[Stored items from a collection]

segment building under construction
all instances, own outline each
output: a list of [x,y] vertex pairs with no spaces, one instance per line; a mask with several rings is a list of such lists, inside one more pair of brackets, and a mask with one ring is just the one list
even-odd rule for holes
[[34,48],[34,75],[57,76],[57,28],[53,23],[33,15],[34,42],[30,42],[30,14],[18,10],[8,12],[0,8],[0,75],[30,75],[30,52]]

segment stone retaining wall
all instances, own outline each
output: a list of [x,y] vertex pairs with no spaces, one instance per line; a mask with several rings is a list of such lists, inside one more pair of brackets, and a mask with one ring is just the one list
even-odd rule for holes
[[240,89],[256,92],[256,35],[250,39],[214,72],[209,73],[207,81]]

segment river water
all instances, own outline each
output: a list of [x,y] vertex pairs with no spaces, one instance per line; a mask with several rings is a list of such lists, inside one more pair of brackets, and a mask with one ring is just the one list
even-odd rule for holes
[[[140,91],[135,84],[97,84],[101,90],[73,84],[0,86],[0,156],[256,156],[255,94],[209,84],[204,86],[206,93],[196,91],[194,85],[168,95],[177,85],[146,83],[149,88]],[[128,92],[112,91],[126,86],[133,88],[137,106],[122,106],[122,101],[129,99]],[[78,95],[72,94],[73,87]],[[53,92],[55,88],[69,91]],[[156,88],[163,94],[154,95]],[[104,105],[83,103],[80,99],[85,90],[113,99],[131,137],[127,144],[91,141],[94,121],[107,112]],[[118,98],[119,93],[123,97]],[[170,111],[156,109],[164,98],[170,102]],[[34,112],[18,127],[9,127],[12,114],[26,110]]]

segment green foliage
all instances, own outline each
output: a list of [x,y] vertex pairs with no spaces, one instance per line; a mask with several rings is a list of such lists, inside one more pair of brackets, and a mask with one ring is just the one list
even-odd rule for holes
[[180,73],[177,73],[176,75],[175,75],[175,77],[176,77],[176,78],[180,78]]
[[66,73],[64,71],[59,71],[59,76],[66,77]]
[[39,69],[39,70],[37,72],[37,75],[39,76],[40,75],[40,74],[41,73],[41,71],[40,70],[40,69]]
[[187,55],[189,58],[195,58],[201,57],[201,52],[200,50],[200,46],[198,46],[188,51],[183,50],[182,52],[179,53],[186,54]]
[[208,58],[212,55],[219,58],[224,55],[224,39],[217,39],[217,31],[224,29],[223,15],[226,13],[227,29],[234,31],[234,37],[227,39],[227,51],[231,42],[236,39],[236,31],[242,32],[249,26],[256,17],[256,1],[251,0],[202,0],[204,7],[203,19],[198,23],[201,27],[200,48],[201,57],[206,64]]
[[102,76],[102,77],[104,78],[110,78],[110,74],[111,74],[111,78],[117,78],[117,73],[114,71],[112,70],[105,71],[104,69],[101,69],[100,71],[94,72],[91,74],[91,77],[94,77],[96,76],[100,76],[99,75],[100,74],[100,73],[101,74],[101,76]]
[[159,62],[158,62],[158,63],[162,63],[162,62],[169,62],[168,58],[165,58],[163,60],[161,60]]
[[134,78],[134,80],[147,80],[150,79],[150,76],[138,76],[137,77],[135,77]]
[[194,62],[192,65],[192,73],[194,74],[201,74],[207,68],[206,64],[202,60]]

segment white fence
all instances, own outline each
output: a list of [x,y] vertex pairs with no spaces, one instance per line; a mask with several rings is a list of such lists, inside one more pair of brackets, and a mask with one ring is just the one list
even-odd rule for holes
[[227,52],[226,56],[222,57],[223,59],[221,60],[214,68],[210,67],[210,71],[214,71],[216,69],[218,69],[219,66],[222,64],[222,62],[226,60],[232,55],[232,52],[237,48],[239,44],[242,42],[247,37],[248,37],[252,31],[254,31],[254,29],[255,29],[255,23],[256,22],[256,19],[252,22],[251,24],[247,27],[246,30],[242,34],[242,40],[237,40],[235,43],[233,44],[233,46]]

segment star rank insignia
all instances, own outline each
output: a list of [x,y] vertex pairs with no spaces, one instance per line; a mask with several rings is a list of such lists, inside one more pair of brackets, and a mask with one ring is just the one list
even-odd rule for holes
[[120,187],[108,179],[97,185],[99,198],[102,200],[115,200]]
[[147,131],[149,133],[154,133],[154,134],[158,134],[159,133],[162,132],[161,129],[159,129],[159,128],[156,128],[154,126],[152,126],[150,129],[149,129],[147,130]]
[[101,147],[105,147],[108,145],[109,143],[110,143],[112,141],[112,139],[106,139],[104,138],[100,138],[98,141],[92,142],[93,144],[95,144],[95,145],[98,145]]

* **Aim of the task**
Make an exact copy of the material above.

* **Reply**
segment building under construction
all instances, own outline each
output: a list of [x,y] vertex pairs with no spaces, one instance per line; a mask with several rings is a list of such lists, inside one more pair of brackets, and a mask with one ring is just the one list
even-odd rule for holes
[[34,48],[34,75],[57,76],[57,28],[53,23],[33,15],[34,42],[30,42],[30,14],[18,10],[8,12],[0,8],[0,75],[30,75],[30,52]]

segment stone retaining wall
all instances, own outline each
output: a list of [x,y] vertex pairs with no spaces, one instance per line; a mask with several rings is a list of such lists, inside one more pair of brackets, and a mask with one ring is just the one list
even-odd rule for holes
[[240,89],[256,92],[256,35],[250,39],[214,72],[209,73],[207,81]]

segment river water
all instances, own outline each
output: a list of [x,y] vertex pairs with no spaces, one instance per line; a mask with several rings is a list of such lists, inside one more pair of brackets, and a mask with one ring is just the one list
even-odd rule for holes
[[[140,91],[135,84],[97,84],[101,90],[73,84],[0,86],[0,156],[256,156],[255,94],[209,84],[204,86],[206,93],[196,91],[194,85],[168,95],[177,85],[146,83],[149,88]],[[128,92],[112,91],[126,86],[133,88],[137,106],[122,106],[122,101],[129,99]],[[78,95],[72,94],[73,87]],[[53,92],[55,88],[69,91]],[[156,88],[163,94],[154,95]],[[104,105],[83,103],[80,99],[85,90],[113,99],[131,137],[127,144],[91,141],[94,121],[107,112]],[[118,98],[119,93],[123,97]],[[170,111],[156,109],[164,98],[170,102]],[[34,112],[18,127],[9,127],[12,114],[26,110]]]

segment green foliage
all instances, own outline each
output: a list of [x,y] vertex pairs with no spaces, one instance per line; a mask with several rings is a list of such lists, inside one more pair of brackets, and a mask with one ring is just the one list
even-odd rule for holes
[[180,73],[177,73],[176,75],[175,75],[175,77],[176,77],[176,78],[180,78]]
[[66,73],[64,71],[59,71],[59,76],[66,77]]
[[39,69],[39,70],[37,72],[37,75],[39,76],[40,75],[40,74],[41,73],[41,71],[40,70],[40,69]]
[[187,55],[189,58],[195,58],[201,57],[201,52],[200,50],[200,46],[198,46],[188,51],[183,50],[182,52],[179,53],[186,54]]
[[208,58],[212,55],[219,58],[224,55],[224,39],[217,39],[217,31],[224,29],[223,15],[226,13],[227,29],[234,31],[234,37],[227,39],[227,51],[231,42],[236,39],[236,31],[242,32],[249,26],[256,17],[256,1],[251,0],[202,0],[204,7],[203,19],[198,23],[201,27],[200,48],[201,57],[206,64]]
[[102,76],[102,77],[104,78],[110,78],[110,74],[111,74],[111,78],[117,78],[117,73],[114,71],[112,70],[105,71],[104,69],[101,69],[100,71],[94,72],[91,74],[91,77],[94,77],[96,76],[100,76],[99,75],[100,74],[100,73],[101,74],[101,76]]
[[159,62],[158,62],[158,63],[162,63],[162,62],[169,62],[168,58],[165,58],[163,60],[161,60]]
[[134,78],[134,80],[147,80],[150,79],[150,76],[138,76],[137,77],[135,77]]
[[194,62],[192,65],[192,73],[194,74],[201,74],[207,68],[206,64],[202,60]]

segment white fence
all instances, own outline each
output: a list of [x,y] vertex pairs with no spaces, one instance per line; a mask with several rings is a list of such lists, inside one more pair of brackets, and a mask with one ring is just the one list
even-odd rule for holes
[[227,52],[226,56],[222,57],[223,59],[221,60],[214,68],[210,67],[210,71],[214,71],[216,69],[218,69],[219,66],[222,64],[222,62],[226,60],[232,55],[232,52],[237,48],[239,44],[242,42],[247,37],[248,37],[252,31],[254,31],[254,29],[255,29],[255,23],[256,22],[256,19],[252,22],[251,24],[247,27],[246,30],[242,34],[242,40],[237,40],[235,43],[233,44],[233,46]]

segment star rank insignia
all instances, own outline each
output: a list of [x,y] vertex pairs with no spaces, one instance per line; a mask with several rings is a list of such lists, inside one more pair of brackets, and a mask with one ring is just the one list
even-odd rule for holes
[[120,187],[108,179],[97,185],[99,198],[102,200],[115,200]]
[[147,131],[149,133],[154,133],[154,134],[158,134],[159,133],[162,132],[161,129],[159,129],[159,128],[156,128],[154,126],[152,126],[150,129],[149,129],[147,130]]
[[101,147],[105,147],[108,145],[109,143],[110,143],[112,141],[112,139],[106,139],[104,138],[100,138],[98,141],[92,142],[93,144],[95,144],[95,145],[98,145]]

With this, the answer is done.